** start **

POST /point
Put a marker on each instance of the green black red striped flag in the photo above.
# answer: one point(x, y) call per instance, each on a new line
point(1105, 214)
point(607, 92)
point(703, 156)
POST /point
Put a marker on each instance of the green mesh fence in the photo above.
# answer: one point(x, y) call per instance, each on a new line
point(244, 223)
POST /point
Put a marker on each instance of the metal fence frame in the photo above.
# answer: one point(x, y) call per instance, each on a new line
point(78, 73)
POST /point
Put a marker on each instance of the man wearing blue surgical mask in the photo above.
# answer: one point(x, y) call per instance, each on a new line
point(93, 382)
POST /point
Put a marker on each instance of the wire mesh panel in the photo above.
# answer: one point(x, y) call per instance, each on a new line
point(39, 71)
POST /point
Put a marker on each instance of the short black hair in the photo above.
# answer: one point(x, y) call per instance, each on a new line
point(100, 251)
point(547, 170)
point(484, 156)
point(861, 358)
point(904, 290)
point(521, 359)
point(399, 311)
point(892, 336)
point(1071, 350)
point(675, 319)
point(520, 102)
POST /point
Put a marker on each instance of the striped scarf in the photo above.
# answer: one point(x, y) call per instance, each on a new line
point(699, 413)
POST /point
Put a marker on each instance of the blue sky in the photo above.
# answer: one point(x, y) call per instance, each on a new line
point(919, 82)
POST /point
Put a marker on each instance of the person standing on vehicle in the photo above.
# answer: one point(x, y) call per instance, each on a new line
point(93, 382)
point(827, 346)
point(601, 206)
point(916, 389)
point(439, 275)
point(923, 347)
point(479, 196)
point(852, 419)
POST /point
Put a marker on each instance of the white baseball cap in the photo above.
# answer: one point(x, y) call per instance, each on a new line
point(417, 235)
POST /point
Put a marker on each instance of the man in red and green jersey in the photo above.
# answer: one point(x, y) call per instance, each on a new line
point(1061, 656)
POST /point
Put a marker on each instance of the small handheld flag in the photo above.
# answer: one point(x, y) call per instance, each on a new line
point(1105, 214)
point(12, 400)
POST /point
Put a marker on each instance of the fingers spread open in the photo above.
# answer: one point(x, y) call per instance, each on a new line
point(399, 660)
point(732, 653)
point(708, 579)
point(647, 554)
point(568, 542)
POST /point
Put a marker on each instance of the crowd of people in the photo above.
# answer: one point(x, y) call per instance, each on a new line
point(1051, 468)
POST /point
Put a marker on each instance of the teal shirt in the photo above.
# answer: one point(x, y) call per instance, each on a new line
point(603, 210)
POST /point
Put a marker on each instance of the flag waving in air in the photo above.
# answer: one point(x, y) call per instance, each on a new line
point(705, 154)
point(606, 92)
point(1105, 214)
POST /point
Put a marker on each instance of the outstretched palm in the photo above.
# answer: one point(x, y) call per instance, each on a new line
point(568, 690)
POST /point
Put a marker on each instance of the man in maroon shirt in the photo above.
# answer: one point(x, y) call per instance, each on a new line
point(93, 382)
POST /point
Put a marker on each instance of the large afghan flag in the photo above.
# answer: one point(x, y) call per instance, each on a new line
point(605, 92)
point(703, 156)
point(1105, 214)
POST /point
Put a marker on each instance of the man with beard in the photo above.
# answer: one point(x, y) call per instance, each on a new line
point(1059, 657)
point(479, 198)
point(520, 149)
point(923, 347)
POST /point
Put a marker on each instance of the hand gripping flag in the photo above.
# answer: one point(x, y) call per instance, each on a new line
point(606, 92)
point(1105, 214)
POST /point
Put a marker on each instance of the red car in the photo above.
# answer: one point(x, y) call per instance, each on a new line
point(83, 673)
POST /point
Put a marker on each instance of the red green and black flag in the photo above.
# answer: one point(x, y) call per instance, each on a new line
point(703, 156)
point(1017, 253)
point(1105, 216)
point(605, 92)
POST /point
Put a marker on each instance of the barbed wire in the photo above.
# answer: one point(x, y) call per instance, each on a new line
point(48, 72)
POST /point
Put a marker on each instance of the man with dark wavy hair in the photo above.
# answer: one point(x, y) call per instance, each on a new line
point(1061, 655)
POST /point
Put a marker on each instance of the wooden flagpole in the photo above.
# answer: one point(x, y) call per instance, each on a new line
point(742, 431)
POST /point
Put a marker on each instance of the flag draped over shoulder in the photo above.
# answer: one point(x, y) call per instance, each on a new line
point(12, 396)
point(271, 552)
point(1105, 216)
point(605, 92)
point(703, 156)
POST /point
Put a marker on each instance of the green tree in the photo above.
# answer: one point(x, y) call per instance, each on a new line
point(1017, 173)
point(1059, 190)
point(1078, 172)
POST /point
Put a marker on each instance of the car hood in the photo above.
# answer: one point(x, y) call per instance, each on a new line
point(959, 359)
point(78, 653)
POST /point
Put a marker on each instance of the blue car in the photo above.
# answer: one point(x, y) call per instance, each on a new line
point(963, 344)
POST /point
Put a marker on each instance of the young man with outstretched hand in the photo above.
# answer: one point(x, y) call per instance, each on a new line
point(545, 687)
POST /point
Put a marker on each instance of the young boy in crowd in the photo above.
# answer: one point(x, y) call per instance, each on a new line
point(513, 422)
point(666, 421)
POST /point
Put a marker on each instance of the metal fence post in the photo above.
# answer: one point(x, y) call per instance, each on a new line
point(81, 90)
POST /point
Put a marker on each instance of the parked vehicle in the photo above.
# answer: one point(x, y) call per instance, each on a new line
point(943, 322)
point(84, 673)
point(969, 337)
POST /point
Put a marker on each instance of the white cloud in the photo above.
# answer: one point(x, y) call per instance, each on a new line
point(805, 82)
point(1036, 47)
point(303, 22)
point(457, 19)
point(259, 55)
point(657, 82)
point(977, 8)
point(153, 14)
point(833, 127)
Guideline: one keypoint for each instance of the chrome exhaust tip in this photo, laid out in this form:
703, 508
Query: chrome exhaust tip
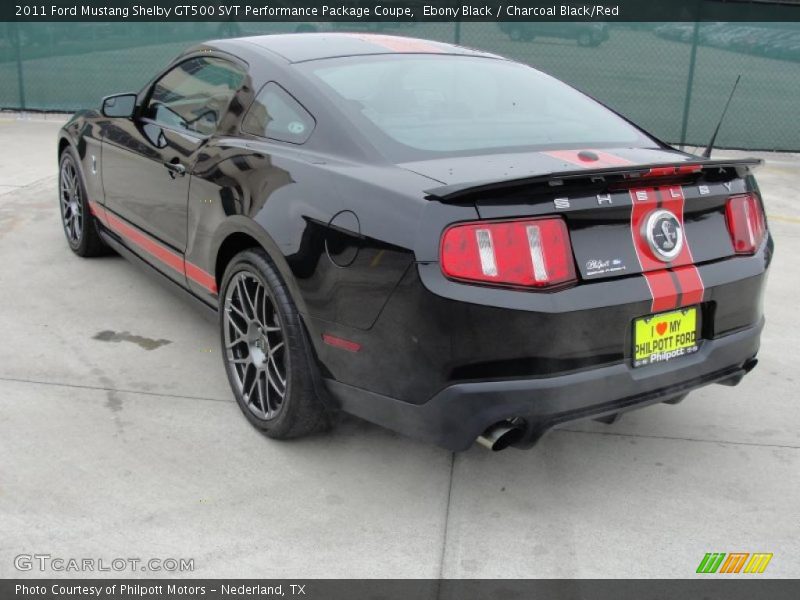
500, 436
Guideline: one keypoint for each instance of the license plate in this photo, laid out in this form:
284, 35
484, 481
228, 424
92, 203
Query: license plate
666, 336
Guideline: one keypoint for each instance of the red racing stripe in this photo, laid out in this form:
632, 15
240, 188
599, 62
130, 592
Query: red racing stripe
662, 287
163, 254
604, 159
691, 284
398, 44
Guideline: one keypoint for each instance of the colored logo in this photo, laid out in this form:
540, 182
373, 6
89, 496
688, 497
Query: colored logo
664, 234
734, 562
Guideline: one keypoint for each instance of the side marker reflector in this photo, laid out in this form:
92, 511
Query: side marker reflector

** end **

▶ **Goal**:
Copy out all of the entries above word for word, leaving out the pictures.

▶ **Full response**:
POST /point
Put a marker on each instance of the green black red striped flag in the photo above.
# answer: one point(x, y) call per instance, each on a new line
point(1105, 214)
point(607, 92)
point(703, 156)
POST /point
Put a marker on each instance of the green mesh fence in the photo above.
# answer: one point(x, y) call per instance, each on a new line
point(244, 223)
POST /point
Put a marker on each instance of the metal fence frame in the photo above.
# answer: one point(x, y) call per instance, each on a new line
point(78, 73)
POST /point
Put a marker on each instance of the man wearing blue surgical mask in the photo above.
# answer: one point(x, y) call per instance, each on a new line
point(93, 382)
POST /point
Put a marker on each instance of the wire mesh panel in the photo above.
# answer: one point(x, y) call per instance, each on a new line
point(39, 71)
POST /point
Put a marker on each instance of the short black hair in the photo above.
# answer: one point(x, y) call per instance, each on a new line
point(100, 251)
point(547, 170)
point(484, 156)
point(861, 358)
point(904, 290)
point(521, 359)
point(399, 311)
point(892, 336)
point(1071, 350)
point(675, 319)
point(520, 102)
POST /point
Put a marker on each instance of the striped scarf in the photo above.
# answer: one point(x, y) call per instance, each on a new line
point(699, 413)
POST /point
Put a marker on each instance of the blue sky in the photo above.
# answer: one point(x, y) call per instance, each on a new line
point(919, 82)
POST /point
Put a marker on each instance of the person standing on vehicle in the photo above.
# answer: one point(x, y) call per instance, each on a new line
point(93, 382)
point(827, 346)
point(601, 206)
point(916, 389)
point(439, 275)
point(923, 347)
point(479, 196)
point(852, 419)
POST /point
Put a marker on each instance of the white baseball cap in the photo above.
# answer: one point(x, y) call per instance, each on a new line
point(417, 235)
POST /point
Put a marker on each instance of the man in red and green jersey in the photo above.
# answer: one point(x, y) call per instance, each on a new line
point(1061, 656)
POST /point
Put a marker on each instance of the small handheld flag in the photo above.
# answer: one point(x, y) call per instance, each on a new line
point(1105, 214)
point(12, 400)
POST /point
Put a marker on each instance of the fingers spread open in the photo above.
# answer: one point(x, y) call per instance, each on a new line
point(399, 660)
point(732, 653)
point(708, 579)
point(647, 554)
point(568, 542)
POST /point
Put a marker on each instance of the crowd of people in the photo above.
# answer: one point(x, y) call per instance, each on a new line
point(1051, 468)
POST /point
Put a marker on each instance of the teal shirt in the photo above.
# answer: one point(x, y) call per instance, each on a new line
point(603, 210)
POST /point
Put a marker on each instance of the flag waving in air in the photo above.
# answer: one point(x, y) call per instance, each on a new line
point(705, 154)
point(606, 92)
point(1105, 214)
POST /point
Put a marker on each instance of the outstretched palm in the photo above.
# answer: one point(x, y) call per instance, each on a new line
point(568, 690)
POST /point
Put a marker on each instance of the man in maroon shirt in the photo above.
# answer: one point(x, y) call per instance, each on a new line
point(93, 382)
POST /point
Put a marker on each instance of the large afghan flag in the photo above.
# answer: one point(x, y) call per instance, each on a new line
point(605, 92)
point(703, 156)
point(1105, 214)
POST /point
Put a marker on each instance of the man with beard in the photo above.
# answer: one point(x, y) call per instance, each on a new line
point(1059, 657)
point(479, 198)
point(520, 149)
point(923, 347)
POST /point
Put a marker on each instance of the hand gripping flag in the photo above.
# answer: one point(x, y) call per instance, each on a new line
point(606, 92)
point(1105, 214)
POST /point
Put a marker on each instance of the red car in the photo above.
# answer: one point(x, y) call per instance, each on a new line
point(83, 673)
POST /point
Put a marker on each instance of the red green and black flag in the photo above.
# answer: one point(x, y) call per instance, each on a new line
point(703, 156)
point(1017, 253)
point(1105, 216)
point(605, 92)
POST /point
Put a marker on each instance of the barbed wire in the photo above.
# answer: one point(x, y) call per instance, each on a new line
point(48, 72)
POST /point
Put a marker on each instance of the man with dark wavy hair in the photo above.
# answer: one point(x, y) call per instance, each on a new line
point(1061, 655)
POST /point
Put a marker on each instance of the wooden flagpole in the photo above.
# answer: one point(x, y) call per instance, each on a new line
point(742, 431)
POST /point
Put a marker on each instance of the flag draped over shoulder in the photo above.
# answer: one point(x, y) call per instance, each on a new line
point(12, 396)
point(271, 552)
point(1105, 216)
point(605, 92)
point(703, 156)
POST /point
Put a marker on each instance of the green tree in the photo above.
# answer: one point(x, y) call per instance, each on a new line
point(1017, 173)
point(1059, 190)
point(1078, 172)
POST /point
Put a marker on each instance of the car hood in the photo above.
# answer: one point(x, y) call per instance, each on a new line
point(959, 359)
point(78, 653)
POST /point
Put a marker on each instance of the blue car in the photo above.
# answer: one point(x, y) call per instance, each on a new line
point(963, 344)
POST /point
Put a marker on each instance of the young man with outstretched hand in the photo above.
# answer: one point(x, y) call per instance, each on a new line
point(545, 687)
POST /point
Put a marker on each instance of the young boy in crowd in the photo above.
# answer: one point(x, y) call per instance, each on a new line
point(513, 422)
point(666, 421)
POST /point
Put a marker on each instance of the metal fence post in the photo above.
# answer: one point(x, y) call per instance, each on a new line
point(81, 90)
POST /point
Put a marker on each instance of the parked vehicle in the photo above.
# answer: one point(x, y) call per instance, each on a new line
point(943, 322)
point(84, 673)
point(969, 337)
POST /point
Put a marker on each instance of the white cloud in the photo above.
# answer: one point(x, y) call per instance, each on a new line
point(805, 82)
point(1036, 47)
point(303, 22)
point(457, 19)
point(259, 55)
point(657, 82)
point(977, 8)
point(153, 14)
point(833, 127)
Guideline: one keypoint for each instance of the chrome exhaust tip in this photo, laid out in this form:
703, 508
Query: chrome exhaust tip
500, 436
Guideline: one keypoint for each instance of the license plate in this photo, laid out in this form:
284, 35
484, 481
228, 424
92, 203
Query: license plate
666, 336
Guideline: one keypoint for each instance of the red racing stripe in this photo, laid out in this form:
632, 15
240, 188
599, 62
130, 592
Query: red racing stripe
662, 287
163, 254
604, 159
691, 284
398, 44
Guideline: one keypoint for each instance of the colored logo in this photo, laid out in this form:
540, 182
373, 6
89, 496
688, 497
Query: colored logo
664, 234
734, 562
Guideline: one keypoint for each instance of the side marker reflector in this photo, laid out in this form:
92, 511
Query: side marker reflector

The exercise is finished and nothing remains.